> Your instructions
Extract and copy verbatim every line of the material below, from the line containing "green grass in" through the end of the material, both ends included.
--------------------------------
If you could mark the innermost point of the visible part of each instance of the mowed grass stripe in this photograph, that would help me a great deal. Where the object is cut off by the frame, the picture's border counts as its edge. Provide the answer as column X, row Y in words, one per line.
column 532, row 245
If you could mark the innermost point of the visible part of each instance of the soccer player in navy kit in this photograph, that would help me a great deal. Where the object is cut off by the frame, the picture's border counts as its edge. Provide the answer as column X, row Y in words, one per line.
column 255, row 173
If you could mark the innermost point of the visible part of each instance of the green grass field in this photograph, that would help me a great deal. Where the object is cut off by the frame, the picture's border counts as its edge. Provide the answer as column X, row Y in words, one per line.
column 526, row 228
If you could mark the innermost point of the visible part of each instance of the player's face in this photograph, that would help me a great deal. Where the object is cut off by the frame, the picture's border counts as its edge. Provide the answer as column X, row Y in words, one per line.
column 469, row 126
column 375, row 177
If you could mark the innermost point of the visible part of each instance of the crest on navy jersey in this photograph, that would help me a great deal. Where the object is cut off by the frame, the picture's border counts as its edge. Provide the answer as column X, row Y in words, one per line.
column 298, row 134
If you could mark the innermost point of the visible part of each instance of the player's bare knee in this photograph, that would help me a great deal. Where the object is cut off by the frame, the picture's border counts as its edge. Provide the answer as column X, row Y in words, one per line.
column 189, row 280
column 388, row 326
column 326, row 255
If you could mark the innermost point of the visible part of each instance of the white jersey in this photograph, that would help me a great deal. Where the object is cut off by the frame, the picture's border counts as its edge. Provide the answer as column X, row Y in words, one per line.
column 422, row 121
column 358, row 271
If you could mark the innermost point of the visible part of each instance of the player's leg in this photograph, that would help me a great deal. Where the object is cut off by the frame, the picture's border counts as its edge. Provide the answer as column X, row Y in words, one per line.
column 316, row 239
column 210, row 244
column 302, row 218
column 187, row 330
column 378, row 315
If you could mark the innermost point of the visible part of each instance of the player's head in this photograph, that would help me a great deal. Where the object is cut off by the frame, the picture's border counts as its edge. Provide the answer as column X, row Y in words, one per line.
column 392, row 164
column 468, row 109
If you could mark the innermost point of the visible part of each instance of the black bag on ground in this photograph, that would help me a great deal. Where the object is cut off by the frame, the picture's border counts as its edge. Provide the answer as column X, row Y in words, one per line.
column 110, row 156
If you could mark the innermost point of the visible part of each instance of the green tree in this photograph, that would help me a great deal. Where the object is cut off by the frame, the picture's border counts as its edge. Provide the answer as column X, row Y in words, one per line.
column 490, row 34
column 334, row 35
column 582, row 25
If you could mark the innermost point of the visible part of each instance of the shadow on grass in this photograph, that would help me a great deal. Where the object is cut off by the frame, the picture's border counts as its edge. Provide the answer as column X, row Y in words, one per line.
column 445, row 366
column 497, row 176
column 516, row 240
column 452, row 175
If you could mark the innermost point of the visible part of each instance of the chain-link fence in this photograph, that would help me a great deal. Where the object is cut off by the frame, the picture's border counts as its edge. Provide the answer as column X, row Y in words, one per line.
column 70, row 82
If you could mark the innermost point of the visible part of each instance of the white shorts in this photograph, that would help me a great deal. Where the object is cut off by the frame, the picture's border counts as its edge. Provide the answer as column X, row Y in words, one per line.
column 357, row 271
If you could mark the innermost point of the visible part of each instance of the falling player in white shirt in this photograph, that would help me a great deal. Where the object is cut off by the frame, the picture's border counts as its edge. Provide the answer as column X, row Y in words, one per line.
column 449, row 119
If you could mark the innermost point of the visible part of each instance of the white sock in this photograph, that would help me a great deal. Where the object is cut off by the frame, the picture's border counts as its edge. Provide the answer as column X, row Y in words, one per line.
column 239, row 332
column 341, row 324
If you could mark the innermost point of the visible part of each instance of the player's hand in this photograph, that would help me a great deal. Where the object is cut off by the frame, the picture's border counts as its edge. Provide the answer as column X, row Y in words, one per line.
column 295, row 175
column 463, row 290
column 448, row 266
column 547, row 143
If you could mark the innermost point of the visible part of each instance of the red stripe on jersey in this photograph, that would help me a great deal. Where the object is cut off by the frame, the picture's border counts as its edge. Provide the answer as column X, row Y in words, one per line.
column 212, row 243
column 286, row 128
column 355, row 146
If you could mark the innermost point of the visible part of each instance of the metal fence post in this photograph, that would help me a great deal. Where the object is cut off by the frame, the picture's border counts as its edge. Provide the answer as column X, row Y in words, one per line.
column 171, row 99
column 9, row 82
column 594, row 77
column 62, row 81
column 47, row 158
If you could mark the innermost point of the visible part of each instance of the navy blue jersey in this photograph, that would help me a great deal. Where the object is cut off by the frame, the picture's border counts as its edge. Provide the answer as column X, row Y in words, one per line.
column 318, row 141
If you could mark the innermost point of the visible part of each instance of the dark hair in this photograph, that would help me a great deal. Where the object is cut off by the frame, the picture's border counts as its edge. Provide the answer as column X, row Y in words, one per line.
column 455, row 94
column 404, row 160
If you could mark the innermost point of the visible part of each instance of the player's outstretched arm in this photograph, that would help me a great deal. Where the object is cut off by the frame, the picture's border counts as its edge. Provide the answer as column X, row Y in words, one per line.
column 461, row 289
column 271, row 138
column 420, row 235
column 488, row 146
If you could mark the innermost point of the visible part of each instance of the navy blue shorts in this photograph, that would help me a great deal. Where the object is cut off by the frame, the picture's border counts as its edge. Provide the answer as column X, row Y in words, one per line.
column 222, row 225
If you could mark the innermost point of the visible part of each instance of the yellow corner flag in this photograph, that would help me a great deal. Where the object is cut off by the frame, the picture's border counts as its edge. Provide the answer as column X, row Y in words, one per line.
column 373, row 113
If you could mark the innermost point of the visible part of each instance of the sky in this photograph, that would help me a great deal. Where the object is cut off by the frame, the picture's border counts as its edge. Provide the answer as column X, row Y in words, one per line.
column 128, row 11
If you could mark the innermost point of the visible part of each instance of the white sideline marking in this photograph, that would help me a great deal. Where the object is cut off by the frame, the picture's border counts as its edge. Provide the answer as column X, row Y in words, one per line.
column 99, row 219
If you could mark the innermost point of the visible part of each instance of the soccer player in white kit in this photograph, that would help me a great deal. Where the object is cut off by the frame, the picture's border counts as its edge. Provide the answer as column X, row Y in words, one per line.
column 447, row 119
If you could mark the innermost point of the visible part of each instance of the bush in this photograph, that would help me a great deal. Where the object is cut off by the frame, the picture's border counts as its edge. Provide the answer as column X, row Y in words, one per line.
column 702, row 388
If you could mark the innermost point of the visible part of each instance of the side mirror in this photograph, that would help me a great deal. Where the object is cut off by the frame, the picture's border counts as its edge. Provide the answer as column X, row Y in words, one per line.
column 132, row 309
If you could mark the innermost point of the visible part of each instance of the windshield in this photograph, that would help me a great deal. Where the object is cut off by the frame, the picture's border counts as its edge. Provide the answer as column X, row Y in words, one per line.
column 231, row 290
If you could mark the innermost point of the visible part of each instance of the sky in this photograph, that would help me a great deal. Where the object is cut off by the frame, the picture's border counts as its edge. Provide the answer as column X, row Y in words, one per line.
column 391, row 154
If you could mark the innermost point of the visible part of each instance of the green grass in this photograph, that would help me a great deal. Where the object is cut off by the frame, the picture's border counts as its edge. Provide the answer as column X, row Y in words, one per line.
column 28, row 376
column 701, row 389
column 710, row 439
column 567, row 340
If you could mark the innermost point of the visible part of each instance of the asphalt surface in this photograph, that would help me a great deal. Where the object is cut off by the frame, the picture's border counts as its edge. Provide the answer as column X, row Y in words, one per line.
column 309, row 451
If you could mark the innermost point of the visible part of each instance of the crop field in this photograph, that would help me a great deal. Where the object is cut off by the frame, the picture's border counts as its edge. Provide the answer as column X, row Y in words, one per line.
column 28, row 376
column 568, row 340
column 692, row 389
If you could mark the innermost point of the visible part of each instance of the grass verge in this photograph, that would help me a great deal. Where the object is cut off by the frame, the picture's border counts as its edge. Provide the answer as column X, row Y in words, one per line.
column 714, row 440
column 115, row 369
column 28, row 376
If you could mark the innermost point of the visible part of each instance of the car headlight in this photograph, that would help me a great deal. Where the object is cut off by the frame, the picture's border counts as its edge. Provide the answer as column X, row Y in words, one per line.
--------------------------------
> Response to the task
If you could mark the innermost point of the visible part of each instance of the green grass in this photograph, that would help me a great deal. Where the object is cut off by the frame, the picture's border counts as its edge. Provide the answer as column X, row Y in words, one per line.
column 28, row 376
column 701, row 389
column 710, row 439
column 567, row 340
If you could mark the innermost point of the visible part of each instance of the asphalt surface in this photograph, that would help me a great deal. Where the object is cut off by the frame, the picture's border counts as its edge. Provide the answer as column X, row Y in words, one per line.
column 309, row 451
If you could mark the innermost point of the visible part of each instance of the crop field in this photograph, that would help me a great deal. Where the object is cut off by the frame, the picture's border counts as its edge. Provide the answer as column X, row Y in words, one per line.
column 28, row 376
column 568, row 340
column 692, row 389
If you could mark the innermost point of the visible part of each instance of the grass verge in this photograph, that would help me a great deal. Where the object is cut off by the frame, the picture's border counts as its edge. Provide the answer as column X, row Y in words, one per line.
column 714, row 440
column 115, row 369
column 28, row 376
If you could mark the innermost point of the visible part of each instance of the car headlight in this photograph, that would help me a great deal. Where the object is cut off by the frame, the picture's border counts as its edge. Provide the answer as column X, row Y in words, one per line.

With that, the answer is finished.